▶ [SOURCE EXCERPT]
================================

Wednesday, March 22, 2017

The Education of Hidden Figures






The film Hidden Figures was another Academy Award nominee that we had the pleasure of seeing on our recent trip to Alameda, California. Like Fences which I discussed last week, it concerns black life in America in the fifties and sixties. The film, based on a true story only recently recounted in a book by Margot Lee Shetterly, centered around three young black women who were involved in the US space program at its very beginning.

The key figure in the film was Katherine Johnson, a mathematician and physicist, played beautifully by Taraji P. Henson. Johnson specialized in celestial mechanics, and played a key role in the calculations necessary to bring an astronaut safely back to earth while re-entering earth’s atmosphere.

The other two women were Mary Jackson, played by Janelle Monae, and Dorothy Vaughan, played by Octavia Spencer who was nominated for best supporting actress for her performance. Actually, Vaughan was not a mathematician but a “computer,” that is, one of a whole crew of intelligent, skilled young women who in the early days of the space program did the incredible number of calculations necessary at NASA at a time when the original IBM computers were just beginning to appear. They used only pencils and primitive calculators.

Most of these “computers” were young, intelligent, and skilled women both white and black. In the early days of NASA, which corresponded with the early days of the civil rights movement, these women were segregated even to the point of having to use separate bathrooms. Dorothy Vaughan fought to become supervisor of the all-black unit but at the same time she saw the handwriting on the wall and taught herself Fortran, the language used by the new IBM computers.

Hidden Figures is an excellent, uplifting film with a truly exciting ending as all, black and white, sweat out the problems of John Glenn’s epic first mission with its dangerous fiery return from orbit. However, a couple of thoughts occurred to me as I thought about the film afterwards.

I couldn’t help but be impressed by the black women in the cast, not just the three leading ladies but by the whole group of “computers.” Where did all these young women come from? Where did they develop their skills? Most of them seemed to be just out of high school. Moreover, since most of them were from the South, all of them must have come from segregated, all-black schools. In actual fact, Dorothy Vaughan became a supervisor in 1949 before the 1954 Brown vs. Board of Education Supreme Court decision decided that separate but equal schools in the South were not equal.

Could it be that these segregated schools were not as unequal as the Supreme Court judges thought? A recent letter in the Wall St. Journal from a resident of Louisville, Kentucky bemoaned the fate of his city’s public school system since the forced integration of its schools. He claimed that a flourishing school system back then is now a disaster, especially for blacks. Just today an op-ed in the Wall St. Journal by a black columnist bemoaned the chaos in the New York City public school system.

================================

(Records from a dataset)
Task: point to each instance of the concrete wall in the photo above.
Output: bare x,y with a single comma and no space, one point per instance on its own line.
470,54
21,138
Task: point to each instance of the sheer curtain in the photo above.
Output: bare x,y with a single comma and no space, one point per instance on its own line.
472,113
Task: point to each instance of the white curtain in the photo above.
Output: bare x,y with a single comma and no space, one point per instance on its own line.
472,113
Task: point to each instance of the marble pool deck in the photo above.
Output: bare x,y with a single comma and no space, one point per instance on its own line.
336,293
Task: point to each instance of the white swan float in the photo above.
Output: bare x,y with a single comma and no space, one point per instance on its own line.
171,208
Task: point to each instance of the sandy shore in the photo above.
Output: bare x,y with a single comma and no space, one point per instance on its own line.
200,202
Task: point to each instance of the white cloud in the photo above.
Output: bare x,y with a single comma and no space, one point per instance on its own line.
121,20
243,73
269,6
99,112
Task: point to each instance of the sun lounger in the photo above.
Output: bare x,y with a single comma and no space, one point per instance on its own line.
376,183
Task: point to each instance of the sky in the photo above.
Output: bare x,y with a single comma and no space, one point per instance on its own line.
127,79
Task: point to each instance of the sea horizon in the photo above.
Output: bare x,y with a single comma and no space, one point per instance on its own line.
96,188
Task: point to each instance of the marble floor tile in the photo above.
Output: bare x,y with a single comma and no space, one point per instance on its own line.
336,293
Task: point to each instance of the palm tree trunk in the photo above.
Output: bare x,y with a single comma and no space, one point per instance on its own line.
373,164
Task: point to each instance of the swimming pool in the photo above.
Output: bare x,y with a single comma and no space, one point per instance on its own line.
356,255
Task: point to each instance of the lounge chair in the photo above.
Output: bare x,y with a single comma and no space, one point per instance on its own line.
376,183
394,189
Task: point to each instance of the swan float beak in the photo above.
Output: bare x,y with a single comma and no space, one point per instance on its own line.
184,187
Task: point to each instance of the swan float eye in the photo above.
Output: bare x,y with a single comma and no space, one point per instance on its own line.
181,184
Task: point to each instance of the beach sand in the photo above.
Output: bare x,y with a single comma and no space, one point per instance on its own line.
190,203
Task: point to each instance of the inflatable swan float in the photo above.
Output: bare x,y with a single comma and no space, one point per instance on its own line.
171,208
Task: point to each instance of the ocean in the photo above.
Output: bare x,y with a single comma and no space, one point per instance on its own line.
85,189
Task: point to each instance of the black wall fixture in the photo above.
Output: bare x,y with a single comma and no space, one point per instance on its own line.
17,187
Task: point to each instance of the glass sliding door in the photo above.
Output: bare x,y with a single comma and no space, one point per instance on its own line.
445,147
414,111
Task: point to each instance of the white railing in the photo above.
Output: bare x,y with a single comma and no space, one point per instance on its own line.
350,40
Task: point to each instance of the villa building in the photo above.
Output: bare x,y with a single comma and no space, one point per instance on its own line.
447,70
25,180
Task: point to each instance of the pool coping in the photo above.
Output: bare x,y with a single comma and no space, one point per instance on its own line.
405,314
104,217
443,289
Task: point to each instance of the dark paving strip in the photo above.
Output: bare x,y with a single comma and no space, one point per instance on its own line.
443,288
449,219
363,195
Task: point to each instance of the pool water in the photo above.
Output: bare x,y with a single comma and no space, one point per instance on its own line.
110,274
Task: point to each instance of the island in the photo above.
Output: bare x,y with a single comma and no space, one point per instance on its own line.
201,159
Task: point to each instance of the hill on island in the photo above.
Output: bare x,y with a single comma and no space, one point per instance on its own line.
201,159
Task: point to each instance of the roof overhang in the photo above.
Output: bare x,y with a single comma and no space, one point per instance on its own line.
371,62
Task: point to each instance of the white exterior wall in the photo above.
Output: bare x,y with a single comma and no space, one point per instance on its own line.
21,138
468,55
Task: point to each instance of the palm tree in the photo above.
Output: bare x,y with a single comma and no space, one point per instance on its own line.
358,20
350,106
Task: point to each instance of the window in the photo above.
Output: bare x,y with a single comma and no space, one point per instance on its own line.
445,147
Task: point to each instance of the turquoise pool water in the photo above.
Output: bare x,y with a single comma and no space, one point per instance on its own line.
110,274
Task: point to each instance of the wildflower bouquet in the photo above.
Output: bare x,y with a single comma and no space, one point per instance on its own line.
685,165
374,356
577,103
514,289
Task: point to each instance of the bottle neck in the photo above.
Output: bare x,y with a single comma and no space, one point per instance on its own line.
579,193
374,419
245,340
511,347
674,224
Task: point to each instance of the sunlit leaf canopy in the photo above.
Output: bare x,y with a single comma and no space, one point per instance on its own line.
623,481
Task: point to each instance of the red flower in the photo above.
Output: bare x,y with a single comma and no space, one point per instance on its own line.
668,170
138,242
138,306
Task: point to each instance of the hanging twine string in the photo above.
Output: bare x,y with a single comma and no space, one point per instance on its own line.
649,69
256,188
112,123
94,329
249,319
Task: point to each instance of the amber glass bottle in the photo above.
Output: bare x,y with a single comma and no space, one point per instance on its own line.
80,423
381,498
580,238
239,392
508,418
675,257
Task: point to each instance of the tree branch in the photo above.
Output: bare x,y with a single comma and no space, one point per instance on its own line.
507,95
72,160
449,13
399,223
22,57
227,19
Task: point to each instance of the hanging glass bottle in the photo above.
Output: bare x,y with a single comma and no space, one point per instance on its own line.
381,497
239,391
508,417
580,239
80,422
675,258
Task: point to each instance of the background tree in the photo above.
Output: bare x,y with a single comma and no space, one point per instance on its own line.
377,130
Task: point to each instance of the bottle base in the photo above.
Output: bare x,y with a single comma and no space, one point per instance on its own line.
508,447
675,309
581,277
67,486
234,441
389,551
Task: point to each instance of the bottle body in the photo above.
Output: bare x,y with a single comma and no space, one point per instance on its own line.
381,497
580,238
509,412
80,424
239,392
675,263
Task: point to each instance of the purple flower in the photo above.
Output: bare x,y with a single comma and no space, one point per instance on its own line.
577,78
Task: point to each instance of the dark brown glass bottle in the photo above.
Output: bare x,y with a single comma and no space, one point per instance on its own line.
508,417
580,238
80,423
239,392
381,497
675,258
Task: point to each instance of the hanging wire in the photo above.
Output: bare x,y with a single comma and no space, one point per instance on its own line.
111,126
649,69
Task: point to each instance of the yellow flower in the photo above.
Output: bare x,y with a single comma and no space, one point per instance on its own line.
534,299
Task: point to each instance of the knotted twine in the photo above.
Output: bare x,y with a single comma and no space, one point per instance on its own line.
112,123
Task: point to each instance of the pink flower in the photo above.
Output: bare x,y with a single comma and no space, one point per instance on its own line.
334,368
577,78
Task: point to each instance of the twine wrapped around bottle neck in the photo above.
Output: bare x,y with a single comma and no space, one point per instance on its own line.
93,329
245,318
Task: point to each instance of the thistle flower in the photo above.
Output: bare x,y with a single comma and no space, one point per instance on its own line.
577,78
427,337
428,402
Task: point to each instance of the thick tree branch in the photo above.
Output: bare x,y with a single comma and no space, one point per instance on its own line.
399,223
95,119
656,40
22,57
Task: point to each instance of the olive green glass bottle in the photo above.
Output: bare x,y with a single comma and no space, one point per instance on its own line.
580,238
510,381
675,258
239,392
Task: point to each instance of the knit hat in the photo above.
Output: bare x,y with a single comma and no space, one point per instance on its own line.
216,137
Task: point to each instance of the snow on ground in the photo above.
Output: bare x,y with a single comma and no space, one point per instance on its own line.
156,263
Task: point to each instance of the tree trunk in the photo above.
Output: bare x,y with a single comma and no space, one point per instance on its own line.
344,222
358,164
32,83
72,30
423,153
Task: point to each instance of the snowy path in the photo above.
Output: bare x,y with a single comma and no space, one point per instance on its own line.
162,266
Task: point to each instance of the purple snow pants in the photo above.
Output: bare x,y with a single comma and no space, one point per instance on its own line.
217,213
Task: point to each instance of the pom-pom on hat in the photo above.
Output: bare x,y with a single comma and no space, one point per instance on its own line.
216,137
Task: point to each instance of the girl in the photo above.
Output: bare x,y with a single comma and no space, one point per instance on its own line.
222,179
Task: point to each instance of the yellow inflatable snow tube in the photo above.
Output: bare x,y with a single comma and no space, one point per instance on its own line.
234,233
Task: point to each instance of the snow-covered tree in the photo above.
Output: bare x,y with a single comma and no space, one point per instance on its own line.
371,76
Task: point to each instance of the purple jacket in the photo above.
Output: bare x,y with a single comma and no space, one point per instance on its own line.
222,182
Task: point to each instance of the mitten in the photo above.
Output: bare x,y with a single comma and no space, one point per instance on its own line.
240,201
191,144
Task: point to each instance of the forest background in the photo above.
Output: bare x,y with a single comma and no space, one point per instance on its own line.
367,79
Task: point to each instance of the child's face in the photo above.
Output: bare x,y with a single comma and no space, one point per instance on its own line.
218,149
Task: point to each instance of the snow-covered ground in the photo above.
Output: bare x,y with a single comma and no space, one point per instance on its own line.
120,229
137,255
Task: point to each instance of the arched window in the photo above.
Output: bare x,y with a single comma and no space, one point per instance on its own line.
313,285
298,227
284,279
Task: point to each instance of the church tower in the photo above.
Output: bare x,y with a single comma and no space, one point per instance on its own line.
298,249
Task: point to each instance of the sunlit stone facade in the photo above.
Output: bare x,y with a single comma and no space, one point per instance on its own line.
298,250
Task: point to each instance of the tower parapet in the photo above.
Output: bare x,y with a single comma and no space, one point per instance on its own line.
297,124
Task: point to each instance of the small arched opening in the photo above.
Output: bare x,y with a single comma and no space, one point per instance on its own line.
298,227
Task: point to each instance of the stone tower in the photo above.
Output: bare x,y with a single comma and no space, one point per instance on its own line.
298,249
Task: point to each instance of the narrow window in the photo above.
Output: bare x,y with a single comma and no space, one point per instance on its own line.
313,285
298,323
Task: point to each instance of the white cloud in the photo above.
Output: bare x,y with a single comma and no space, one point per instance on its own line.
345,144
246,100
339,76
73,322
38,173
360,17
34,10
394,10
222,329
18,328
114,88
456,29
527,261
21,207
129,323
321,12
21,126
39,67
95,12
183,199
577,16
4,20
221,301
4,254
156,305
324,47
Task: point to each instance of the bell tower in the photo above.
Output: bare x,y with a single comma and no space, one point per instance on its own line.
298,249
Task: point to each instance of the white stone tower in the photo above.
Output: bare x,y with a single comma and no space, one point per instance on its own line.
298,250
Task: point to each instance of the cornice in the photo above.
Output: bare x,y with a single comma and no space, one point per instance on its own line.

================================

▶ [SET TASK 1]
Filter the records and copy out every line that contains the word "hanging".
▶ [SET TASK 2]
Extend the piece on Hidden Figures by continuing it from its final sentence.
The records bear no relation to the piece on Hidden Figures.

▶ [OUTPUT 1]
Task: point to each instance of the hanging twine string in the photo above.
Task: point to each instance of the hanging glass bottle in the photo above.
Task: point to each instance of the hanging wire in the photo above.

▶ [OUTPUT 2]
During my career as a financial advisor, one of my clients was a black man who was a guidance counsellor in a nearby urban school system. He also held a PhD and was on the Board of Governors of the University of Connecticut. He liked to brag about his all-black school in Oklahoma where his small graduating class eventually produced three PhDs.

I could also mention Zora Neale Hurston, a black writer from the South who at the time was very critical of the Supreme Court decision in Brown vs. Board of Education. She did not believe that black schools were inherently unequal and argued that the idea that blacks needed to be educated with whites would not result in better education. It would also be a death blow to the progress that black schools and teachers were already making. She wrote,

If I say a whole system must be upset for me to win, I am saying that I cannot sit in the game, and that safer rules must be made to give me a chance. I repudiate that. If others are in there, deal me a hand and let me see what I can make of it, even though I know some in there are dealing from the bottom and cheating like hell in other ways.

 I suspect that Hurston and most of the black women depicted in Hidden Figures were proud of the education they received in their segregated schools. I suspect that they even loved these schools. They had black administrators and teachers who spoke their language, knew their culture, and acted as powerful role models. They could excel in all areas of education not just in sports. They could write and edit the school newspaper and yearbook. They could participate in student government and be elected class President on their own merits and not because of tokenism.

I can imagine what they might have thought when far away judges told them that their schools were unequal, and that they, even the smallest, would have to be bused to schools far away from their neighborhoods. I don’t think they all chose to be part of a great social experiment but then, as now, they had no choice.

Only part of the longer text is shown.